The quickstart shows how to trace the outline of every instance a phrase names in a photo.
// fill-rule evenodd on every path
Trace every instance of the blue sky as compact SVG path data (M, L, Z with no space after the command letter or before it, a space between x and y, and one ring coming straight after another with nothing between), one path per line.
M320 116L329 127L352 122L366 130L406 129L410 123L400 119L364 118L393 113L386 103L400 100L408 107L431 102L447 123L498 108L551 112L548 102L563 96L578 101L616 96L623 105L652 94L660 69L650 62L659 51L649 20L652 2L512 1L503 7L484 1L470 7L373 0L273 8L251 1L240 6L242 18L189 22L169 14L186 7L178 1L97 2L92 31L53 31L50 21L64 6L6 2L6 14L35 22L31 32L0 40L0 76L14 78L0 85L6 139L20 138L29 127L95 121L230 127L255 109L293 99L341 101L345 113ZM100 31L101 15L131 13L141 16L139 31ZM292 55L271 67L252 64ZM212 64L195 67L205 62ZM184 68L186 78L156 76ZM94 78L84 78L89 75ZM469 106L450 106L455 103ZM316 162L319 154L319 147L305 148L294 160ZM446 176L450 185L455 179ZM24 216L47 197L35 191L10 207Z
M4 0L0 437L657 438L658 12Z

_ _ _ _

● OBJECTIVE
Copy the listing above line for line, without changing a single character.

● OUTPUT OF THE EXERCISE
The quickstart shows how to trace the outline of every instance a phrase names in a photo.
// fill-rule evenodd on every path
Trace every instance of the blue sky as compact SVG path data (M, L, Z with no space after the command letter or before it, a space between x and y, and one ring coming straight after another with nothing between), one path per line.
M320 116L329 127L352 122L366 130L406 129L410 123L400 119L364 118L393 113L386 103L400 100L408 107L431 102L447 123L498 108L551 112L548 102L563 96L578 101L616 96L623 105L652 94L660 69L650 62L659 51L649 20L652 2L512 1L503 7L484 1L470 7L373 0L273 8L251 1L240 6L242 18L189 22L169 14L186 7L178 1L97 2L92 31L53 31L50 21L64 6L6 2L6 14L35 22L31 32L0 40L0 76L14 78L0 85L6 139L20 138L29 127L95 121L230 127L255 109L293 99L341 101L345 113ZM100 31L101 15L131 13L141 16L139 31ZM292 55L271 67L252 64ZM212 64L195 67L205 62ZM184 68L186 78L156 76ZM94 78L84 78L89 75ZM469 106L450 106L455 103ZM316 162L319 154L319 147L305 148L294 160ZM446 176L450 185L455 179ZM24 216L47 197L35 191L10 207Z
M4 0L0 437L657 438L658 12Z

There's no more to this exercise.